Data excerpts:
┌────────

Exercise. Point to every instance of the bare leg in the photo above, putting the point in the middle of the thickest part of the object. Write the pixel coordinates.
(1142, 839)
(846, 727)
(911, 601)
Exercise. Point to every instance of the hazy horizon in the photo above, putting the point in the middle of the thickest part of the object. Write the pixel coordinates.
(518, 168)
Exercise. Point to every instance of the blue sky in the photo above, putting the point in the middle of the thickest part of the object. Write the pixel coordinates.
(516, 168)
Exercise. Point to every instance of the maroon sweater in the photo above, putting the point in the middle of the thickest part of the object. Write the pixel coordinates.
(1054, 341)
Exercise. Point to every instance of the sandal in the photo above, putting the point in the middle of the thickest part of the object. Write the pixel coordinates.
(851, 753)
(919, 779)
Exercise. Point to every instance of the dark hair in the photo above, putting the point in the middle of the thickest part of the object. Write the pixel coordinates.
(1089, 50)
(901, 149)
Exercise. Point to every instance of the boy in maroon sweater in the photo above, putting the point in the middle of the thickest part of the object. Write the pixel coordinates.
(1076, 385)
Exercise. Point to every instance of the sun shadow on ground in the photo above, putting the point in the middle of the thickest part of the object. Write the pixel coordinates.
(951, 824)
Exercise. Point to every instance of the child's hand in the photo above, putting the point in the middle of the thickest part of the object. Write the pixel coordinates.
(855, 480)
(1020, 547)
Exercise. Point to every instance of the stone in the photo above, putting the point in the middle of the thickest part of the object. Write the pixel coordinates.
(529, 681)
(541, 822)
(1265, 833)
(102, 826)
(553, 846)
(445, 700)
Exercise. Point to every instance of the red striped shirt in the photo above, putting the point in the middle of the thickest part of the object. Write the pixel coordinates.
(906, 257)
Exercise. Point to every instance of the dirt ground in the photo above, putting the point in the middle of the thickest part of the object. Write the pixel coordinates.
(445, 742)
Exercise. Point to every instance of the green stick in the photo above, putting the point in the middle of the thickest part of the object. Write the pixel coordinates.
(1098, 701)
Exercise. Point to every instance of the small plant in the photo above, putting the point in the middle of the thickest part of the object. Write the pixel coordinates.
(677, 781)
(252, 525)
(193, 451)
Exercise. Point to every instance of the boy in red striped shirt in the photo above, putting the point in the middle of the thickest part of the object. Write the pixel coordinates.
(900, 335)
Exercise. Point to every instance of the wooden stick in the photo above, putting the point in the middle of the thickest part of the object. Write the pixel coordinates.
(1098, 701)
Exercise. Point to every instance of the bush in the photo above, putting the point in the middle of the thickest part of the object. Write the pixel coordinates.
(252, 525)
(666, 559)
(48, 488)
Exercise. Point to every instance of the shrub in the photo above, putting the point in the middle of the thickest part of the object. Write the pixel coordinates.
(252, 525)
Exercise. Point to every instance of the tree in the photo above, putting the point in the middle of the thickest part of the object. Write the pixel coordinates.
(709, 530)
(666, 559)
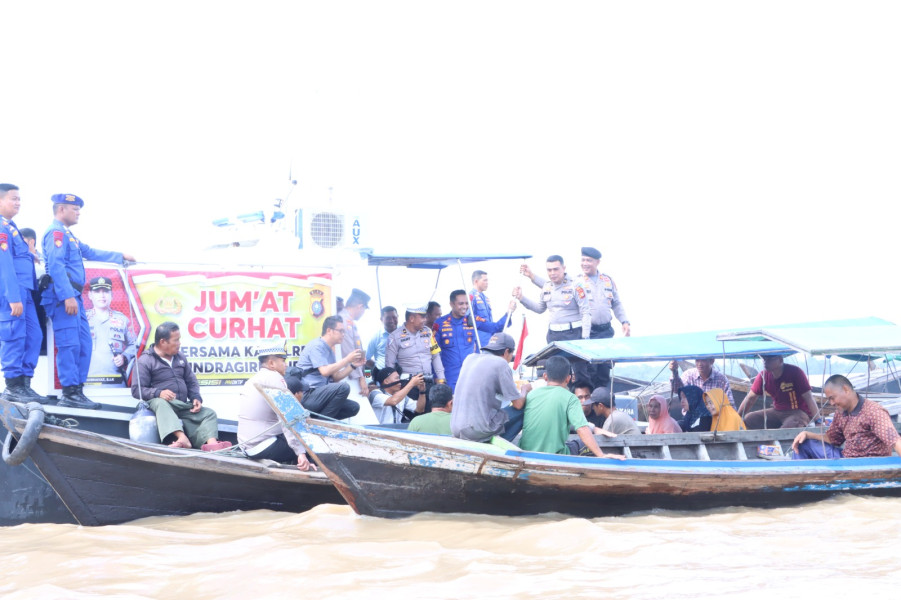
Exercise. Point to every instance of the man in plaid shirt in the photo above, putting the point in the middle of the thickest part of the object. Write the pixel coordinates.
(864, 427)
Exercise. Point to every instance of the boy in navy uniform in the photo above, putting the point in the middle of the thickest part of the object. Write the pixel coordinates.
(65, 255)
(20, 331)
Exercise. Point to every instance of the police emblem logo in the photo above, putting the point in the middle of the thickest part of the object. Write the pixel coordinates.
(168, 306)
(317, 308)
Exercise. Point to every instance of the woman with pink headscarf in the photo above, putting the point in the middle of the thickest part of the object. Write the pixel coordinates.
(659, 420)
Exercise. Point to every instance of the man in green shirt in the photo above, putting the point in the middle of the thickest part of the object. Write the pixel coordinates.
(551, 410)
(437, 421)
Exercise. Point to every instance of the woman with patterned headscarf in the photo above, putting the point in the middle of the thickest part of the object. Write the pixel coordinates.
(659, 420)
(697, 417)
(725, 418)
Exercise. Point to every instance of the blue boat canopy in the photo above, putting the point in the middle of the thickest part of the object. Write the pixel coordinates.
(853, 342)
(848, 338)
(432, 261)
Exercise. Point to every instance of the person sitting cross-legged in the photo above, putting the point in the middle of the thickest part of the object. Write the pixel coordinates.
(441, 397)
(551, 410)
(259, 429)
(165, 380)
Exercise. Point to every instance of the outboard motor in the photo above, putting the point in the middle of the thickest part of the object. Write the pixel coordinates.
(142, 427)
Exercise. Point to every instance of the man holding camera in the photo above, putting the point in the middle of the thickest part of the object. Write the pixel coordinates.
(322, 373)
(391, 399)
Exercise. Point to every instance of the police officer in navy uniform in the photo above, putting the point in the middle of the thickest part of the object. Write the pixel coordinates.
(20, 331)
(113, 341)
(412, 350)
(65, 255)
(568, 301)
(481, 309)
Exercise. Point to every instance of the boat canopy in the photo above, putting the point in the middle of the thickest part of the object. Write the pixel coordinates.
(432, 261)
(826, 337)
(848, 342)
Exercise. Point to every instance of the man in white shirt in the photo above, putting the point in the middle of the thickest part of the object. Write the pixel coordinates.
(258, 425)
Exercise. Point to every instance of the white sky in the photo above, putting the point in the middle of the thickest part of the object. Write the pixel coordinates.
(736, 162)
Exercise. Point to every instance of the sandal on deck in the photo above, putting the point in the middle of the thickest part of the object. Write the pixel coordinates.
(216, 446)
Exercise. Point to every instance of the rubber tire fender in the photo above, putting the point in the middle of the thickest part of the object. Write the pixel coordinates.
(27, 440)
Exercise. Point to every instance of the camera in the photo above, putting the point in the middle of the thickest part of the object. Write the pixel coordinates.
(427, 379)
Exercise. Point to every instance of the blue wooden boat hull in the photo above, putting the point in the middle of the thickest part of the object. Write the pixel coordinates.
(393, 474)
(103, 480)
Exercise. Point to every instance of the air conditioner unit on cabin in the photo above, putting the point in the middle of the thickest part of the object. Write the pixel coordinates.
(328, 230)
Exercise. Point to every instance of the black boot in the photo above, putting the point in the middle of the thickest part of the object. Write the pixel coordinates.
(72, 399)
(85, 397)
(33, 396)
(13, 391)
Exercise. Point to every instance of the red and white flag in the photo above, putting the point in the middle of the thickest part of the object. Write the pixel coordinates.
(522, 338)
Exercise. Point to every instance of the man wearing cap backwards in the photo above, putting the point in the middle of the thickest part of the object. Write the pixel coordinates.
(591, 410)
(114, 341)
(485, 382)
(793, 404)
(65, 255)
(413, 348)
(605, 304)
(321, 372)
(354, 309)
(20, 331)
(551, 410)
(166, 381)
(616, 421)
(259, 428)
(481, 309)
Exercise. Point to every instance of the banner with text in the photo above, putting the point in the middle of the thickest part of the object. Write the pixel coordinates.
(224, 316)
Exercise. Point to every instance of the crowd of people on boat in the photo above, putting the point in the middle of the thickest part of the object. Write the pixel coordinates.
(451, 375)
(442, 374)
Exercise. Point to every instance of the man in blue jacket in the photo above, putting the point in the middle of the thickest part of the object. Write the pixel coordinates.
(20, 331)
(455, 334)
(65, 255)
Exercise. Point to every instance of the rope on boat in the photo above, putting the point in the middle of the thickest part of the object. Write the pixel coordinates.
(23, 447)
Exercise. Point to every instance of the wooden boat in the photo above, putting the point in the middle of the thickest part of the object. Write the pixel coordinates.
(100, 477)
(148, 294)
(393, 474)
(105, 480)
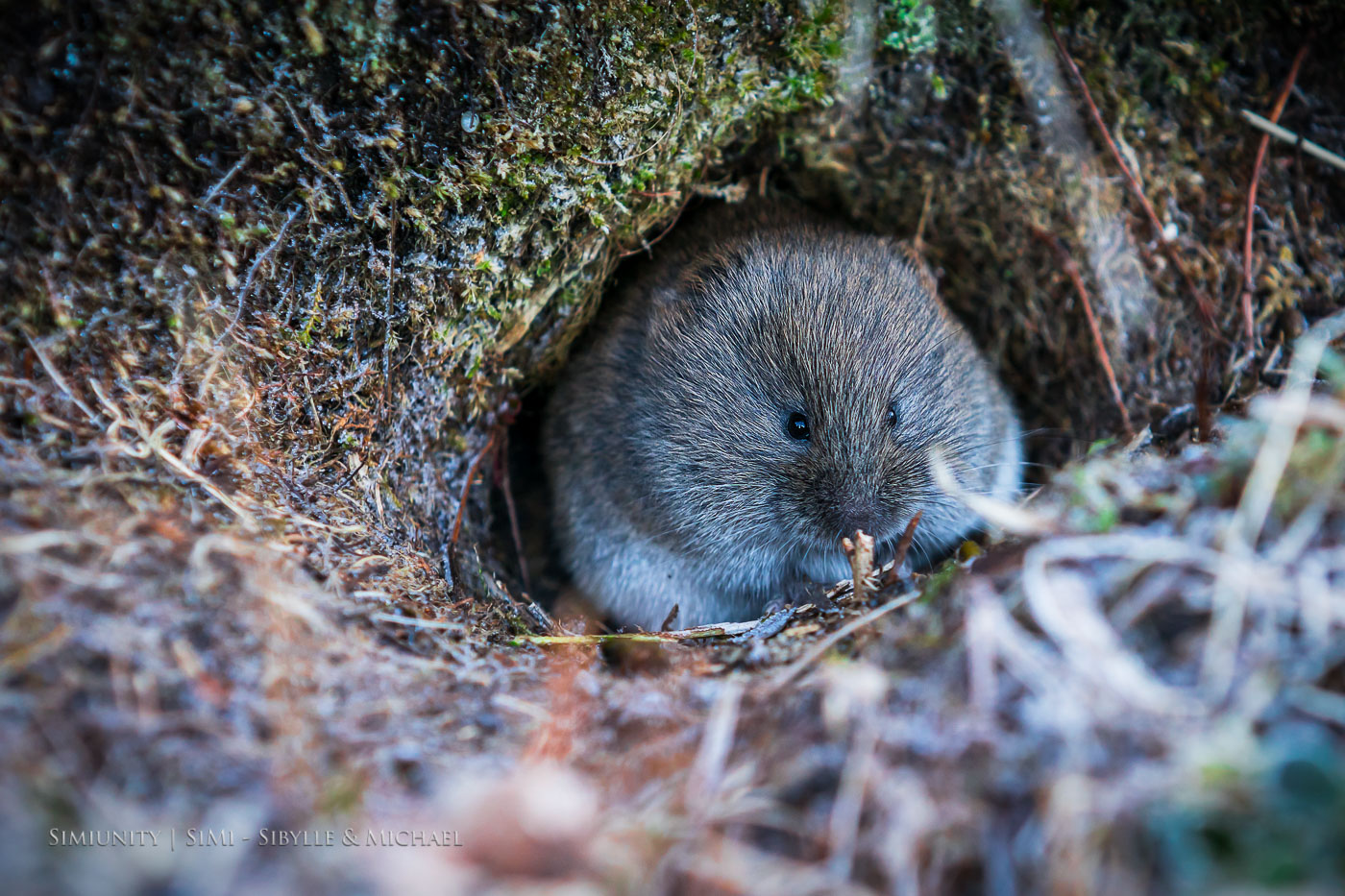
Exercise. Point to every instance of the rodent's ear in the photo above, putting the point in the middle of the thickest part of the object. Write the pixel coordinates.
(706, 275)
(912, 257)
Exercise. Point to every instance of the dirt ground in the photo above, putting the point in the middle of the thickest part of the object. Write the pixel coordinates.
(278, 281)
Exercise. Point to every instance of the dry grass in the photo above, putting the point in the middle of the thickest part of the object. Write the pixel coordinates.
(232, 449)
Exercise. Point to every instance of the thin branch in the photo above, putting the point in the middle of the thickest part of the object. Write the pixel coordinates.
(1320, 153)
(467, 486)
(1203, 305)
(1075, 278)
(1251, 193)
(252, 274)
(796, 667)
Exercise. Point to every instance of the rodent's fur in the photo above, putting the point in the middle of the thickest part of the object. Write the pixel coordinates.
(672, 478)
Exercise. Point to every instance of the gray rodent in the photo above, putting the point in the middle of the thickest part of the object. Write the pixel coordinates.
(766, 386)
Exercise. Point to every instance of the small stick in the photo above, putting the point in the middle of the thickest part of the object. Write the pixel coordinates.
(636, 637)
(387, 309)
(467, 487)
(1203, 304)
(501, 465)
(252, 275)
(1072, 272)
(830, 641)
(903, 547)
(648, 245)
(1314, 150)
(1251, 194)
(61, 381)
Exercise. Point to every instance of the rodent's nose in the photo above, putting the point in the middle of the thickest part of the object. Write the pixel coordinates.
(861, 513)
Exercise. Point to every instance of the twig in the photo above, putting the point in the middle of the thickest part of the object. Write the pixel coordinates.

└────────

Exercise aim: Switch "twig" to "branch" and write out the part of the data that opens with the line containing "Exercise. Point to every instance of the rodent's nose" and closes with the end of the data, leaving everything else unchanged.

Solution below:
Exercise. Point to every instance of the rodent's nose in the photo above, putting the point in the middle of the thickest part of the object. Write the pixel coordinates.
(861, 513)
Exercise. Point to every instance of the branch in the photo above, putting the point in the middle of the thickest part of the object. Write the pixel coordinates.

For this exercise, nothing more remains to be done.